Supplied material:
====================
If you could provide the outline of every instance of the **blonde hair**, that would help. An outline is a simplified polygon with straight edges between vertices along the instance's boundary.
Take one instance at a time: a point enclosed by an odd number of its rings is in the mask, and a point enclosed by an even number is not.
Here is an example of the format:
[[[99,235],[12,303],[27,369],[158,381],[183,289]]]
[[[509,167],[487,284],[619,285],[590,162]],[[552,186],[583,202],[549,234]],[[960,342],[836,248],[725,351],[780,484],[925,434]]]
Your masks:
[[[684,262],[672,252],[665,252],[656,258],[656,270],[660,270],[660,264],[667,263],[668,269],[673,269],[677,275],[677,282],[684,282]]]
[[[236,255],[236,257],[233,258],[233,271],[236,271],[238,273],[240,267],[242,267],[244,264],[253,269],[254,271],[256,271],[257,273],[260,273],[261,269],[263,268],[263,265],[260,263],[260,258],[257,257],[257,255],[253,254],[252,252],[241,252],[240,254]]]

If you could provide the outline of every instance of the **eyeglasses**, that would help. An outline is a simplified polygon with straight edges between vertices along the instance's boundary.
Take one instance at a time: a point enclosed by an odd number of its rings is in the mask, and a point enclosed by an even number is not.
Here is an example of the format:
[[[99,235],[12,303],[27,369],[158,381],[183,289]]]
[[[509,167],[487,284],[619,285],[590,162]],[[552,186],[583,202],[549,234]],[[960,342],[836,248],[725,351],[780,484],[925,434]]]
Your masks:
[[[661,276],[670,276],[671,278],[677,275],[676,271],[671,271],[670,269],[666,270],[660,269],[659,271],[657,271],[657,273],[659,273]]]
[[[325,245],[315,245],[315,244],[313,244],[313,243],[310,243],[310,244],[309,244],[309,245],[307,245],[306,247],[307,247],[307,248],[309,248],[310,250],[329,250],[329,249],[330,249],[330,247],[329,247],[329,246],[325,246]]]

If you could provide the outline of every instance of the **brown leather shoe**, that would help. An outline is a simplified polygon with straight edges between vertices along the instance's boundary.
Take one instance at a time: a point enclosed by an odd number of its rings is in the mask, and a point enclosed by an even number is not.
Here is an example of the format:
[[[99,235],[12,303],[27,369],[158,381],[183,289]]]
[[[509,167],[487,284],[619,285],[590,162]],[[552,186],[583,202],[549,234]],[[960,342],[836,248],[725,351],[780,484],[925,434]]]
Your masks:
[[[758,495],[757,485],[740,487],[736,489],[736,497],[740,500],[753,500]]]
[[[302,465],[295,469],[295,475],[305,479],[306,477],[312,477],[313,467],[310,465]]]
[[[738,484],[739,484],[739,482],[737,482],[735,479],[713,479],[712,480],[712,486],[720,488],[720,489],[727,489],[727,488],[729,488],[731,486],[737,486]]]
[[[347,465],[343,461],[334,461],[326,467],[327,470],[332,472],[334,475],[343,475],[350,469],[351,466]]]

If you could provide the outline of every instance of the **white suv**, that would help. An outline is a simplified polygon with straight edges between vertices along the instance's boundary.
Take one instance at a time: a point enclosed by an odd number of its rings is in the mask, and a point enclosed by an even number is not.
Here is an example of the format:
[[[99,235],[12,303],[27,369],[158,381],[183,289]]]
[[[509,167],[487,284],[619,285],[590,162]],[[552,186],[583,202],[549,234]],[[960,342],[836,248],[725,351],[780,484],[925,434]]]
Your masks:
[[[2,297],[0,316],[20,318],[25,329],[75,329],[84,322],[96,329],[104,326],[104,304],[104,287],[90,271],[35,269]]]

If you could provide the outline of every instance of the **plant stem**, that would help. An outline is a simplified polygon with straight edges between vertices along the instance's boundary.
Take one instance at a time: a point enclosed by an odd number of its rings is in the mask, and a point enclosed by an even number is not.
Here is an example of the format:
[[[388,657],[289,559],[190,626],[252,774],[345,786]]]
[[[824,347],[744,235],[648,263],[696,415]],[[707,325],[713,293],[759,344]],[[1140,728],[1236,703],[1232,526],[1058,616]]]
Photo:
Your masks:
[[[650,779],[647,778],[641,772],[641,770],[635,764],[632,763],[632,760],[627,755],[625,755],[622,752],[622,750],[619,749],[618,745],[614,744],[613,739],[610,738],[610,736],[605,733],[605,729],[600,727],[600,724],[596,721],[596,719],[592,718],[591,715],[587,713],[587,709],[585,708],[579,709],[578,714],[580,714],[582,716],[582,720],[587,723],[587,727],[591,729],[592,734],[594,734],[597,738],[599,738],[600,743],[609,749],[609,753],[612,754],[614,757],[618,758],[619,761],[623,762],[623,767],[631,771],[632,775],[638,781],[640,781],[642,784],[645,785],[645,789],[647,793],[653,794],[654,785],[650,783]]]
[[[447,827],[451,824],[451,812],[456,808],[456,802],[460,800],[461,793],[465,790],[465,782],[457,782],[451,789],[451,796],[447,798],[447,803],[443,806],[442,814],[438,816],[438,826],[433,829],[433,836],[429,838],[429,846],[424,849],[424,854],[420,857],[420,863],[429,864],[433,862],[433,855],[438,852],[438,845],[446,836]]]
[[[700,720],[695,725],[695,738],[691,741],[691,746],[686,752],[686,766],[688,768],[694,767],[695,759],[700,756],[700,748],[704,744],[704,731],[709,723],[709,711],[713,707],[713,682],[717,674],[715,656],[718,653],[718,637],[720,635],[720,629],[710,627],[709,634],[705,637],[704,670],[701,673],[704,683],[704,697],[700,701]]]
====================
Your assignment: Every line of the listing above is to be repeated exactly as written.

Written response:
If you could provide the outline of every instance of the **blonde hair**, that would help. An outline is a simplified polygon with straight edges between vertices along the instance's boundary.
Take one instance at a time: a point enclosed by an odd number of its rings is in the mask, and a point enclosed by an even number is not.
Here is an example of the format:
[[[99,235],[12,303],[27,369],[158,381],[183,289]]]
[[[509,167],[487,284],[619,285],[590,162]],[[552,186],[583,202],[549,234]],[[960,342],[836,248],[725,351],[780,484],[925,434]]]
Your masks:
[[[684,262],[672,252],[665,252],[656,258],[656,270],[660,270],[660,264],[667,263],[668,269],[673,269],[677,275],[677,282],[684,282]]]
[[[236,255],[236,257],[233,258],[233,271],[236,271],[238,273],[240,267],[242,267],[244,264],[253,269],[254,271],[256,271],[257,273],[260,273],[261,269],[263,268],[263,265],[260,263],[260,258],[257,257],[257,255],[253,254],[252,252],[241,252],[240,254]]]

If you could provide the outline of every instance of the **eyeglasses**, that would help. An outline is a simplified polygon with straight edges between vertices along the instance's boundary.
Take one instance at a time: a point enclosed by an odd number of its rings is in the mask, and a point enclosed by an even number is not.
Here is an example of the format:
[[[99,235],[12,303],[27,369],[158,381],[183,289]]]
[[[509,167],[487,284],[619,285],[590,162]],[[552,186],[583,202],[549,234]],[[960,342],[836,248],[725,351],[780,484],[925,434]]]
Your masks:
[[[661,276],[670,276],[671,278],[677,275],[676,271],[671,271],[670,269],[666,270],[660,269],[659,271],[657,271],[657,273],[659,273]]]
[[[325,245],[315,245],[315,244],[313,244],[313,243],[310,243],[310,244],[309,244],[309,245],[307,245],[306,247],[307,247],[307,248],[309,248],[310,250],[329,250],[329,249],[330,249],[330,247],[329,247],[329,246],[325,246]]]

If you could provide the outline of every instance of the **brown leather shoe**, that would help. An outline is a simplified polygon with straight edges between vertices along the instance's boundary.
Take one instance at a time: a point enclosed by an odd number of its rings is in the mask, and a point enclosed by an even number is not.
Here is an example of the format:
[[[99,235],[12,303],[27,369],[158,381],[183,289]]]
[[[509,167],[487,284],[619,285],[590,162]],[[552,186],[583,202],[549,234]],[[960,342],[836,248],[725,351],[780,484],[925,434]]]
Your masks:
[[[758,495],[757,485],[740,487],[736,489],[736,497],[740,500],[753,500]]]
[[[302,465],[295,469],[295,475],[305,479],[306,477],[312,477],[313,467],[310,465]]]
[[[738,484],[739,484],[739,482],[737,482],[735,479],[713,479],[712,480],[712,486],[720,488],[720,489],[727,489],[727,488],[729,488],[731,486],[737,486]]]
[[[347,465],[343,461],[334,461],[326,467],[327,470],[332,472],[334,475],[343,475],[350,469],[351,466]]]

If you could provide the outline of every instance of the **white suv**, that would help. An outline is a simplified polygon with straight edges between vertices along the instance's boundary.
Take one instance at a time: a point enclosed by an odd number of its rings is in the mask, and a point enclosed by an even number is not.
Here is an example of the format:
[[[99,235],[12,303],[27,369],[158,381],[183,289]]]
[[[509,167],[487,284],[619,285],[590,162]],[[552,186],[583,202],[549,234]],[[960,342],[836,248],[725,351],[780,484],[925,434]]]
Your masks:
[[[2,297],[0,316],[20,318],[25,329],[75,329],[84,322],[96,329],[104,326],[104,304],[104,287],[90,271],[35,269]]]

If you could provide the outline of every instance of the **plant stem**, that would help. An outline is a simplified polygon with straight edges between vertices along the instance's boundary.
Take one instance at a time: a point enclosed by an odd number of its rings is in the mask, and a point enclosed by an even number is not.
Here is an example of the format:
[[[388,657],[289,559],[190,626],[252,774],[345,786]]]
[[[824,347],[744,235],[648,263],[696,415]],[[707,325],[713,293],[759,344]],[[1140,728],[1236,703],[1232,526],[1058,616]]]
Photo:
Your masks:
[[[650,779],[647,778],[641,772],[641,770],[635,764],[632,763],[632,760],[627,755],[625,755],[622,752],[622,750],[619,749],[618,745],[614,744],[613,739],[610,738],[610,736],[605,733],[605,729],[600,727],[600,724],[596,721],[596,719],[592,718],[591,715],[587,713],[587,709],[585,708],[579,709],[578,714],[580,714],[582,716],[582,720],[587,723],[587,727],[591,729],[592,734],[594,734],[597,738],[599,738],[600,743],[609,749],[609,753],[612,754],[614,757],[618,758],[619,761],[623,762],[623,767],[631,771],[632,775],[638,781],[640,781],[642,784],[645,785],[645,789],[647,793],[653,794],[654,785],[650,783]]]
[[[447,827],[451,824],[451,812],[456,808],[456,802],[460,800],[461,793],[465,790],[465,782],[457,782],[451,789],[451,796],[447,798],[447,803],[443,806],[442,814],[438,816],[438,826],[433,829],[433,836],[429,838],[429,846],[424,849],[424,854],[420,857],[420,863],[429,864],[433,862],[433,855],[438,852],[438,845],[446,836]]]
[[[700,720],[695,725],[695,738],[691,741],[691,746],[686,752],[686,766],[688,768],[694,767],[695,759],[700,756],[700,748],[704,744],[704,731],[709,723],[709,711],[713,707],[713,682],[717,674],[715,656],[718,653],[718,637],[720,635],[720,629],[710,627],[709,634],[705,637],[704,670],[701,673],[704,683],[704,697],[700,701]]]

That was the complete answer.